## [ESERCIZI E COMPITI]
1 > Per ciascuna affermazione indica se concorda con il testo sul caso Unabomber, rispondendo sì o no e citando le parole del testo che lo stabiliscono. (a) La Procura di Trieste chiede test genetici su dieci oggetti sequestrati. (b) Nella prima inchiesta gli indagati erano dieci. (c) I blitz con materiale esplosivo furono compiuti tra il 1994 e il 2006.
2 > Elenca tutte le quantità indicate nel testo sul caso Unabomber, escluse le date, ciascuna con ciò a cui si riferisce.

## [TESTO RIPORTATO]
══════
A piccoli passi il caso Unabomber torna a occupare le pagine delle cronache locali. A due mesi dalla riapertura dell’indagine, la Procura di Trieste, guidata dal Procuratore capo Antonio De Nicolo, chiede di sottoporre a test genetici approfonditi dieci oggetti che furono posti sotto sequestro durante la prima inchiesta. Sul caso collabora anche il sostituto procuratore Federico Frezza in qualità di esecutore materiale della richiesta di incidente probatorio.
Dieci sono anche gli indagati, ossia uno in più rispetto alle nove della prima inchiesta. In breve, si cerca di risalire all’identità del bombarolo (o dei bombaroli, ribattezzato appunto Unabomber) protagonisti di una trentina di blitz con materiale esplosivo compiuti tra il 1994 e il 2006.
══════
## [DATI FORNITI]
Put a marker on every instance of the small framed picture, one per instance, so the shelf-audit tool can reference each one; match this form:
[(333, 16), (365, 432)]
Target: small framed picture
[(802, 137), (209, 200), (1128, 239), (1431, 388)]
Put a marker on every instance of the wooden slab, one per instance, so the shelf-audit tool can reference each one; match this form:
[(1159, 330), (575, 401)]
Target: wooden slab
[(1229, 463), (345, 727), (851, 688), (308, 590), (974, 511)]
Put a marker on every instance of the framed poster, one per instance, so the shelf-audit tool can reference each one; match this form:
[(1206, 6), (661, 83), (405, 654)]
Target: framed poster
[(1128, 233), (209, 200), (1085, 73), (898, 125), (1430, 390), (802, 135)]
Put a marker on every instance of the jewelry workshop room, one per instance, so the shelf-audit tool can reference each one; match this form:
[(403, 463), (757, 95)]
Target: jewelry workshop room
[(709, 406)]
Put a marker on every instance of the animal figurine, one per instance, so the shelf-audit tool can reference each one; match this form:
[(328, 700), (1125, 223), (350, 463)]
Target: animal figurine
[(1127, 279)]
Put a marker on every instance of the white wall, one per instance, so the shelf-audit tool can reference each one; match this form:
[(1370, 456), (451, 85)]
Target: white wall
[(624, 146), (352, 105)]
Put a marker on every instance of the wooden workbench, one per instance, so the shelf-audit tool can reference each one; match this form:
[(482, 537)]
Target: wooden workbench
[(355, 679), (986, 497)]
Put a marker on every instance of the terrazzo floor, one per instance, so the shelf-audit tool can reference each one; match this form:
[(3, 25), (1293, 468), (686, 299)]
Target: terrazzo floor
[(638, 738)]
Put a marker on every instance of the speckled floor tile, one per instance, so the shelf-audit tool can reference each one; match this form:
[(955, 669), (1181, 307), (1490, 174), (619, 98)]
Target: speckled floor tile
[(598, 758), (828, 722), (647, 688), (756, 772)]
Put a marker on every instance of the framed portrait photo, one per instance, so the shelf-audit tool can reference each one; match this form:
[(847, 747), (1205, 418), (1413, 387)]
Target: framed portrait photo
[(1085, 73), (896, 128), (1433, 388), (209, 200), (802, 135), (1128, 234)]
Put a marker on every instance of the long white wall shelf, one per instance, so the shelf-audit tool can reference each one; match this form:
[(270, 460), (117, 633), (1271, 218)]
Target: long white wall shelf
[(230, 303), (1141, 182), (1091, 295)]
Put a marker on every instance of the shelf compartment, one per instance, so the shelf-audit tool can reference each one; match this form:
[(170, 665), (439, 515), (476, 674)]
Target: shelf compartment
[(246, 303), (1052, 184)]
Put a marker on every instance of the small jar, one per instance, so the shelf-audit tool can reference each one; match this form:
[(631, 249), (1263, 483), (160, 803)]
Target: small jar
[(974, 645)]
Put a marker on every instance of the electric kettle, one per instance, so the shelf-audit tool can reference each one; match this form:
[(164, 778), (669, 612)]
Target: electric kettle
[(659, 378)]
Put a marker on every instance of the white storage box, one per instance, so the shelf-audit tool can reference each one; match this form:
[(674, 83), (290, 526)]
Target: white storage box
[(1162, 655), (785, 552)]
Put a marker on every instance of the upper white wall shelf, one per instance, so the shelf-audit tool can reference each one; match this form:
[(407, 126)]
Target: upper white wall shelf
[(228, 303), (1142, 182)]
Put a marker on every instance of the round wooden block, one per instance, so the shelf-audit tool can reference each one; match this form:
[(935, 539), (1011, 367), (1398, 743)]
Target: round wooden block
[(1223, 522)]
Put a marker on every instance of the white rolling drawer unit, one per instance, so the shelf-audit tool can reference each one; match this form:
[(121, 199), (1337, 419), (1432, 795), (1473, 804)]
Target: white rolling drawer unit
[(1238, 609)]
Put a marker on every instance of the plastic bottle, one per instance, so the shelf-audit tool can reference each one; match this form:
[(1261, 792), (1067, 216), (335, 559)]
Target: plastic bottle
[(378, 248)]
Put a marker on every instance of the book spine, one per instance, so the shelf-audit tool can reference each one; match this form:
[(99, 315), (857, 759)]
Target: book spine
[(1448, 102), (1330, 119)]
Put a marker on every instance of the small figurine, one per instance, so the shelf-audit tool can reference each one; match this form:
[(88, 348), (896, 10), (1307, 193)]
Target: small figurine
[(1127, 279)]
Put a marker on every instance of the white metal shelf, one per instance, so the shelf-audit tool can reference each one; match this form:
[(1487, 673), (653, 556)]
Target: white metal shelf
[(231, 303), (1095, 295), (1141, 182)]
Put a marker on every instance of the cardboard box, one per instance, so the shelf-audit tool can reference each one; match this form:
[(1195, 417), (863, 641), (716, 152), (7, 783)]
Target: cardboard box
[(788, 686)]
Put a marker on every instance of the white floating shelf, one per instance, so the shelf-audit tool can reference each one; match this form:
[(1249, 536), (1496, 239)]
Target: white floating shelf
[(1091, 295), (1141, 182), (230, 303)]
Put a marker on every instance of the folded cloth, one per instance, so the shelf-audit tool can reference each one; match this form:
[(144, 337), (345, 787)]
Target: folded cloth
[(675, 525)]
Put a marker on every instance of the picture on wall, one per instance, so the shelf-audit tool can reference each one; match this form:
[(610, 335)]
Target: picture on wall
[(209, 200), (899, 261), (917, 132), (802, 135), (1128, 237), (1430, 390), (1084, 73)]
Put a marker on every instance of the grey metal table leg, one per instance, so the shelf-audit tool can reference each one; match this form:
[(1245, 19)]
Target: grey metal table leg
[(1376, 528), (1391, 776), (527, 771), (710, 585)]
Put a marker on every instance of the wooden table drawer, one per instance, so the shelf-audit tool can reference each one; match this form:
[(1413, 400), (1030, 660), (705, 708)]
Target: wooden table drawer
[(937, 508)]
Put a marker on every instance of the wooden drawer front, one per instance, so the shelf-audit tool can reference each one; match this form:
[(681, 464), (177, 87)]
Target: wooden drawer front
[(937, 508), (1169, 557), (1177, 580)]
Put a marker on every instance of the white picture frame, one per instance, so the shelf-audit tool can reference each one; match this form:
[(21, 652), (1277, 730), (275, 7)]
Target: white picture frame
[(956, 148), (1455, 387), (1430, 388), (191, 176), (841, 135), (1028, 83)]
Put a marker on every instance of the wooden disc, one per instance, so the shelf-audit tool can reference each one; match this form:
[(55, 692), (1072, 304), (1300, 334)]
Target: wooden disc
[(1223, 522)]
══════
## [RISPOSTE PER NUMERO]
1 >
(a) Sì: "chiede di sottoporre a test genetici approfonditi dieci oggetti che furono posti sotto sequestro durante la prima inchiesta".
(b) No: "Dieci sono anche gli indagati, ossia uno in più rispetto alle nove della prima inchiesta".
(c) Sì: "una trentina di blitz con materiale esplosivo compiuti tra il 1994 e il 2006".

2 >
- Due mesi: il tempo trascorso dalla riapertura dell'indagine.
- Dieci: gli oggetti sequestrati durante la prima inchiesta da sottoporre a test genetici.
- Dieci: gli indagati.
- Uno: gli indagati in più rispetto alla prima inchiesta.
- Nove: gli indagati della prima inchiesta.
- Una trentina: i blitz con materiale esplosivo.